### Written instruction
Write out exactly the lines running from the one that contains "Mark a point on every instance of the standing" through the end of the material.
* * *
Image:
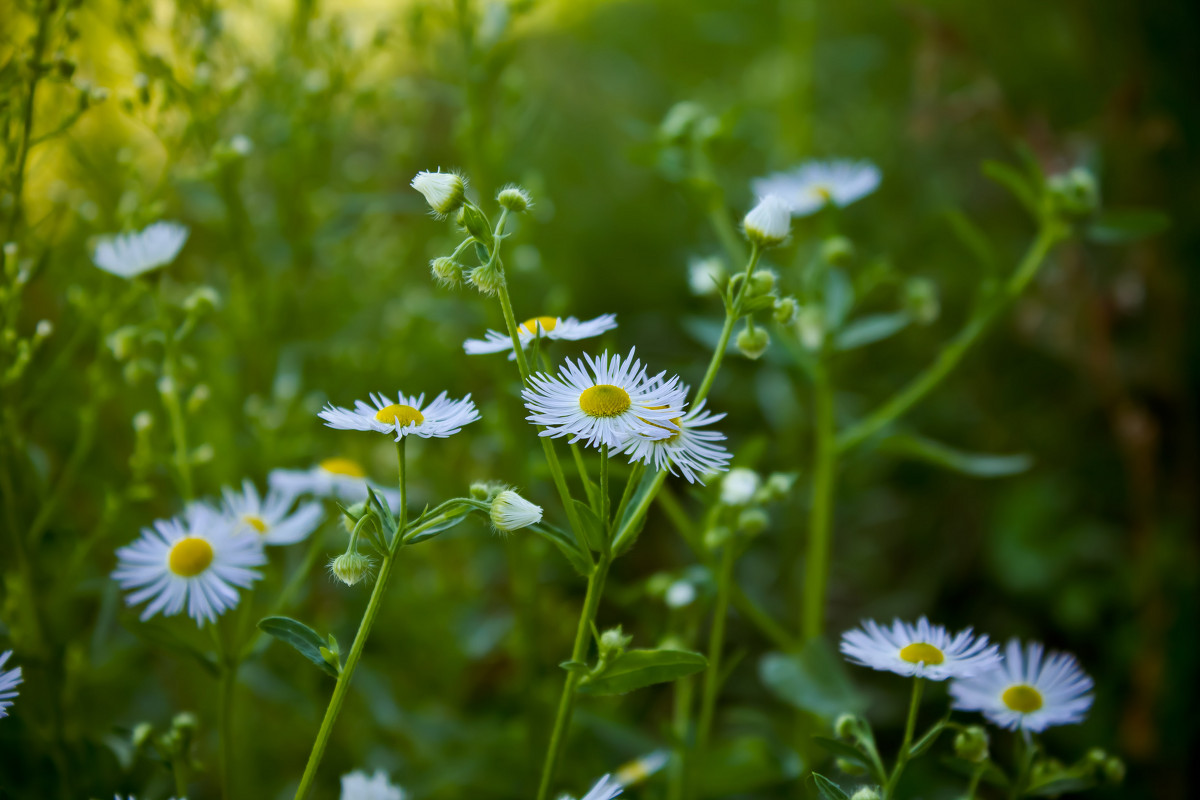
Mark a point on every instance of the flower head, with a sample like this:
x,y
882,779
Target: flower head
x,y
408,415
1029,690
131,254
922,650
813,185
547,328
604,401
196,560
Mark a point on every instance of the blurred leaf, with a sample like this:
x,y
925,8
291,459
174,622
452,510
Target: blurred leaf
x,y
637,668
303,638
935,452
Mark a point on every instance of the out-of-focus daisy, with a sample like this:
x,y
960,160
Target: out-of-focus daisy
x,y
604,402
547,328
810,186
359,786
269,517
135,253
408,415
334,477
922,650
9,683
689,450
196,560
1029,690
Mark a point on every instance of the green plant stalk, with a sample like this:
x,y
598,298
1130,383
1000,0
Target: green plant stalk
x,y
360,638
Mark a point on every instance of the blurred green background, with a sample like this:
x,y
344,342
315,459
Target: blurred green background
x,y
319,252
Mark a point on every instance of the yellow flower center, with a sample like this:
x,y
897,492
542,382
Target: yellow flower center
x,y
547,324
922,653
343,467
1023,698
605,400
400,415
190,557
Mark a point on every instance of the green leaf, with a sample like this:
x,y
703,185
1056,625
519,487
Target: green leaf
x,y
868,330
306,641
813,679
1125,226
935,452
637,668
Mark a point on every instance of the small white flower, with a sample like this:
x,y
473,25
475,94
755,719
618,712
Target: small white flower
x,y
547,328
1027,691
606,405
9,683
445,192
510,511
769,222
408,415
921,650
358,786
195,560
809,187
739,486
269,517
135,253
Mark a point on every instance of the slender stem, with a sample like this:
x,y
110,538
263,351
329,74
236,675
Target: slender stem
x,y
825,464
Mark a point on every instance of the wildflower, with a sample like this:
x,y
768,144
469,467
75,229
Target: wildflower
x,y
409,415
619,402
269,517
547,328
688,449
131,254
510,511
768,223
195,560
9,683
358,786
815,184
1027,691
922,650
445,192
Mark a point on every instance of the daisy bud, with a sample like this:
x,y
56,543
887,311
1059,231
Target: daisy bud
x,y
769,222
515,199
510,511
445,192
753,342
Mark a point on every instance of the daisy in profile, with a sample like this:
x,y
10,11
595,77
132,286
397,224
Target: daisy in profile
x,y
813,185
408,415
547,328
919,650
359,786
271,517
604,401
131,254
1029,691
9,683
691,451
197,560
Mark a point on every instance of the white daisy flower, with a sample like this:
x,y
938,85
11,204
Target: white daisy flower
x,y
606,405
195,560
135,253
334,477
1027,691
9,683
810,186
408,415
547,328
693,451
921,650
270,517
359,786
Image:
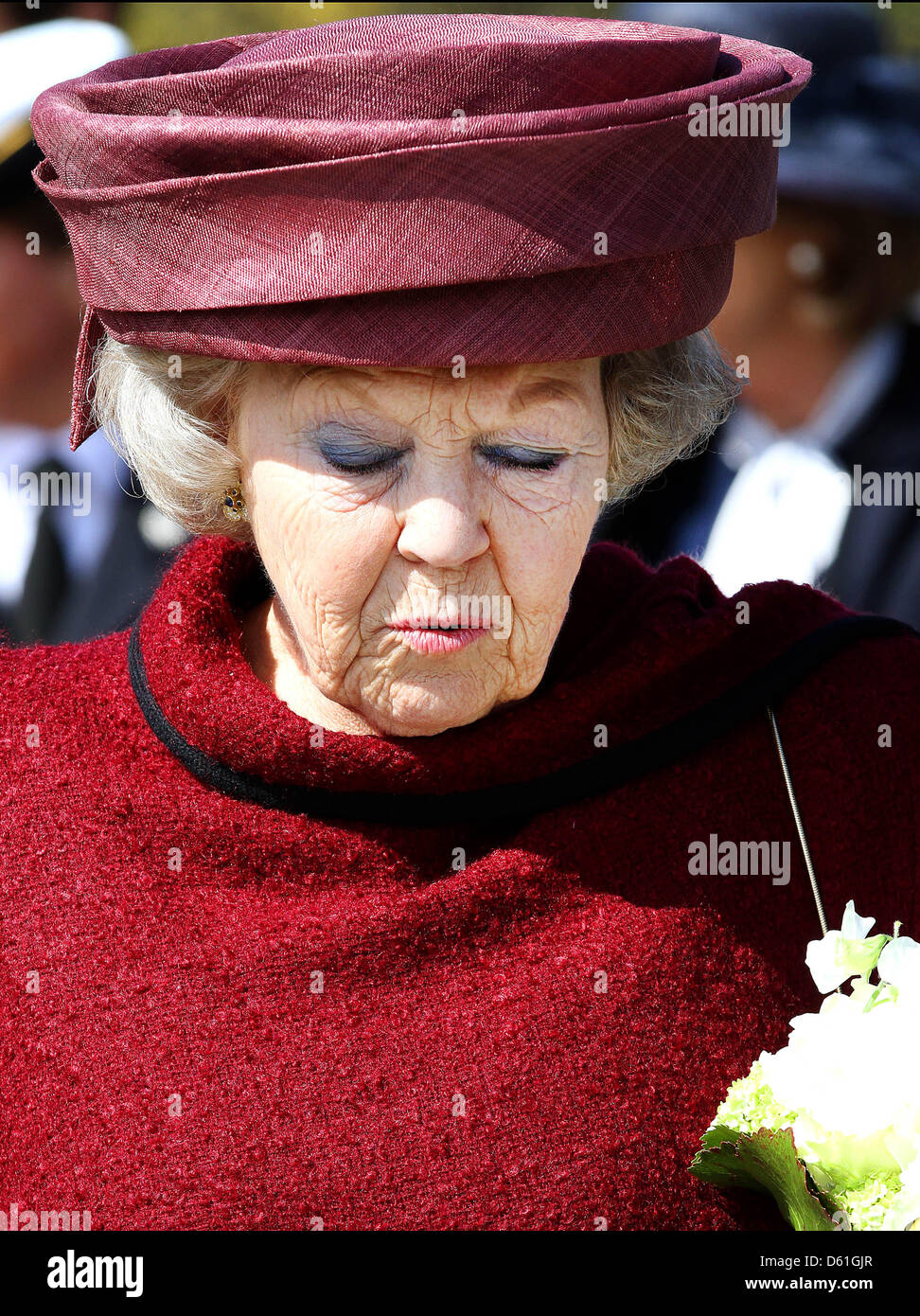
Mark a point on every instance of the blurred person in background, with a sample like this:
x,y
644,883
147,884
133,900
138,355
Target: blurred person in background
x,y
80,552
819,316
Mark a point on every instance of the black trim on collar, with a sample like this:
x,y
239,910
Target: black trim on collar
x,y
606,770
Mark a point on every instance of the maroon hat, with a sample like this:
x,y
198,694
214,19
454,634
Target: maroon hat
x,y
411,189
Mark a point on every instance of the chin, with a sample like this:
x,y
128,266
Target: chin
x,y
427,714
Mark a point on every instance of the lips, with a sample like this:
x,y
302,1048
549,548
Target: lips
x,y
432,636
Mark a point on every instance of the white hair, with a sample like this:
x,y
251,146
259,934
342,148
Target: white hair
x,y
168,416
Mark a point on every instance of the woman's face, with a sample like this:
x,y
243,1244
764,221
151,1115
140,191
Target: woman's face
x,y
423,532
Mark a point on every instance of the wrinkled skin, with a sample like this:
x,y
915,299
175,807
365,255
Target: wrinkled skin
x,y
447,509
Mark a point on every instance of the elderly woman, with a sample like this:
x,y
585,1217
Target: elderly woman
x,y
387,874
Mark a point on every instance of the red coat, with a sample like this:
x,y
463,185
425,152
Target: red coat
x,y
248,981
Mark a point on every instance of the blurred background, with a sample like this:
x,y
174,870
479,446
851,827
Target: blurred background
x,y
822,324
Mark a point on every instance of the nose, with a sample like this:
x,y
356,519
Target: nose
x,y
444,532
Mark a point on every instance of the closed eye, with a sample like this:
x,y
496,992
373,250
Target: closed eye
x,y
518,458
367,462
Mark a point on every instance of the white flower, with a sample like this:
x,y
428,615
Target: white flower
x,y
899,965
852,1070
844,954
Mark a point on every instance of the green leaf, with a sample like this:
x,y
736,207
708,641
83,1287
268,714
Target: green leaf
x,y
765,1161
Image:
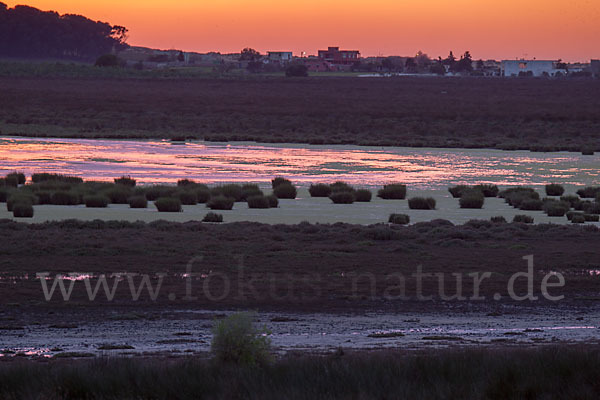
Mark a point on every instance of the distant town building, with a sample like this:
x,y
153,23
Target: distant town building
x,y
595,66
281,57
531,68
336,56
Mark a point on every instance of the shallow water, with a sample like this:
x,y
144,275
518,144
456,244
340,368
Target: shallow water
x,y
164,161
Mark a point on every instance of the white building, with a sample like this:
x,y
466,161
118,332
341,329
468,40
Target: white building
x,y
530,68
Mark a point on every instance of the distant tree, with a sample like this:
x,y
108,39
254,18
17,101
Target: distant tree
x,y
296,70
107,60
249,54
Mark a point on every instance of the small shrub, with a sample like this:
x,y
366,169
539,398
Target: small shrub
x,y
187,197
342,197
23,210
125,181
458,190
487,189
63,198
259,201
421,203
280,181
363,195
589,192
19,176
96,201
118,194
212,217
220,203
394,191
554,190
525,219
285,191
531,205
399,219
237,340
471,199
138,202
319,190
273,201
168,204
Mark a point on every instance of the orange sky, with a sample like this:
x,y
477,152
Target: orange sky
x,y
548,29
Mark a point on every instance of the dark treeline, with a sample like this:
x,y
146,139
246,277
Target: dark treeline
x,y
27,32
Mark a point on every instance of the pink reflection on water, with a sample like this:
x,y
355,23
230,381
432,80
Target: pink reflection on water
x,y
163,161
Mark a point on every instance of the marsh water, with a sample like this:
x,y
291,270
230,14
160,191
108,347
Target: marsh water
x,y
161,161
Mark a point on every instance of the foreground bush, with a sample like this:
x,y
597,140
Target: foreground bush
x,y
237,340
363,195
212,217
96,201
220,203
421,203
285,191
23,210
138,202
342,197
394,191
554,190
319,190
399,219
471,199
259,201
125,181
168,204
526,219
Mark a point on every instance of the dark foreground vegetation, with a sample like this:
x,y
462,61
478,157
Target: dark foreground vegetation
x,y
541,115
489,373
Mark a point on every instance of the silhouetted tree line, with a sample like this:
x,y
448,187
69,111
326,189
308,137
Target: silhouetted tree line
x,y
31,33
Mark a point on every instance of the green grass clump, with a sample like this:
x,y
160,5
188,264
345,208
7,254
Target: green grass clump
x,y
589,192
342,197
393,191
285,191
237,340
64,198
138,202
471,199
399,219
531,205
187,197
280,181
421,203
212,217
363,195
457,191
168,204
319,190
18,176
488,189
42,177
125,181
259,201
23,210
96,201
220,202
525,219
554,189
273,201
119,194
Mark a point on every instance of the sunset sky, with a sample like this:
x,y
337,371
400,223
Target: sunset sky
x,y
545,29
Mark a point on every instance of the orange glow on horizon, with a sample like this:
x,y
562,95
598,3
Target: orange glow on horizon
x,y
545,29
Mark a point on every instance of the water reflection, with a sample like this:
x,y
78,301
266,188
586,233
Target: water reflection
x,y
163,161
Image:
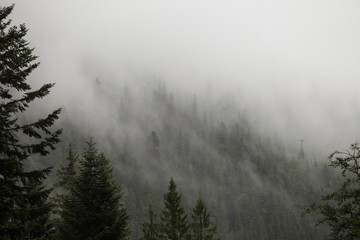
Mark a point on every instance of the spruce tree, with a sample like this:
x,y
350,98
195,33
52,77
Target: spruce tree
x,y
200,227
66,173
24,209
151,229
174,220
92,209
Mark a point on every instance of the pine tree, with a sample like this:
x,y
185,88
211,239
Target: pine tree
x,y
153,145
174,219
66,173
24,209
92,209
151,229
200,227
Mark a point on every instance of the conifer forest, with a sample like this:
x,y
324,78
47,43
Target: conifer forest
x,y
181,120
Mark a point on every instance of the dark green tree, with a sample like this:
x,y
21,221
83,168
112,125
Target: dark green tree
x,y
200,227
66,173
153,145
174,219
341,208
151,229
24,209
93,207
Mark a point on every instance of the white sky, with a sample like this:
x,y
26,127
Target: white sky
x,y
295,62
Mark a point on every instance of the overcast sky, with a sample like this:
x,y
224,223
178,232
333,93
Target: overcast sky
x,y
295,63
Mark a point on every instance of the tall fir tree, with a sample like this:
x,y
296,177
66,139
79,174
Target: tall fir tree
x,y
200,227
151,229
92,209
24,209
174,222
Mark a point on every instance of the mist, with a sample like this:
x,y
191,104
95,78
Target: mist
x,y
227,88
294,64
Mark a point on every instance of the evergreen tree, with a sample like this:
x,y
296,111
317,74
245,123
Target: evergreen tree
x,y
66,173
341,208
24,209
92,209
151,229
153,145
174,219
200,227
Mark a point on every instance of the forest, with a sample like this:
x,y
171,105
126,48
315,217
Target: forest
x,y
148,162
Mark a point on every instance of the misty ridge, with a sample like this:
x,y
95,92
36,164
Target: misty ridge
x,y
239,103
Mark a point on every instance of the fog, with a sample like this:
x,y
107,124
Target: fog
x,y
292,65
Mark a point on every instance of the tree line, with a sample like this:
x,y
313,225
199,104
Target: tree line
x,y
88,204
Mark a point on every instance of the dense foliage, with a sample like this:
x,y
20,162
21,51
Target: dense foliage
x,y
92,209
24,209
253,187
341,208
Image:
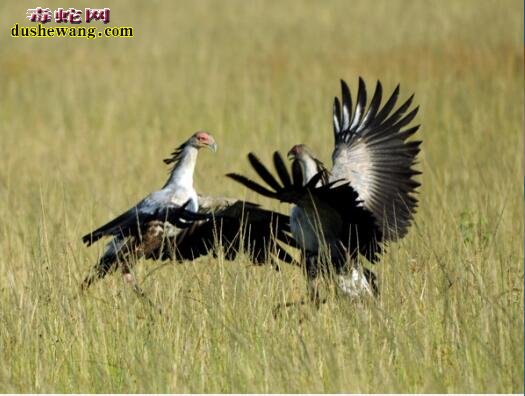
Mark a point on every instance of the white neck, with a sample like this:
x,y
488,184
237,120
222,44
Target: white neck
x,y
182,173
309,168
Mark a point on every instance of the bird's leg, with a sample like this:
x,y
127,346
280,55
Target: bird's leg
x,y
130,279
313,283
357,282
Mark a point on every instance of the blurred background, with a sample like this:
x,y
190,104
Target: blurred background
x,y
84,125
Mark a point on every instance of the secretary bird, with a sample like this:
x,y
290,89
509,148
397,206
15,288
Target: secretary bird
x,y
366,201
167,224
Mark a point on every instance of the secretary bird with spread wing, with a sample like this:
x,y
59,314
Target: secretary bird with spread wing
x,y
367,199
176,223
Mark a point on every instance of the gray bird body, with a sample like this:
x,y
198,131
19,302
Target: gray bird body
x,y
176,223
365,200
143,229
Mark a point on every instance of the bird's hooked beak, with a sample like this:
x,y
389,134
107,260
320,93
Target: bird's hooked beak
x,y
294,152
213,147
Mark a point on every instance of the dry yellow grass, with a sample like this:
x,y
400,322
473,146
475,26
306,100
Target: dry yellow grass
x,y
85,123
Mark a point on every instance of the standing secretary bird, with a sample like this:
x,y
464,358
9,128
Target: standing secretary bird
x,y
366,200
176,223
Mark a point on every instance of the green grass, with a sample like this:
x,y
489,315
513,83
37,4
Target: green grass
x,y
85,124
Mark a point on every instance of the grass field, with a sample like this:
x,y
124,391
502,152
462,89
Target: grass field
x,y
85,124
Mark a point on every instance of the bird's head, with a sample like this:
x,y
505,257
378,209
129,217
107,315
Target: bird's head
x,y
201,139
299,152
* * *
### Task response
Mark a point on every instance of the standing secretary bird, with a sample like this:
x,y
464,358
9,128
Target: standing secretary bird
x,y
366,200
176,223
Mark a point on every instance of the green grass, with a sample like this:
x,y
489,315
513,83
37,4
Target: green grass
x,y
85,124
Mark a point on every instance of the grass field, with a sample like this:
x,y
124,391
502,152
462,89
Target: grass field
x,y
85,124
Mark a point on every instance of the bird's head, with a sample like this:
x,y
505,257
378,209
129,217
107,315
Target: bird's head
x,y
201,139
299,152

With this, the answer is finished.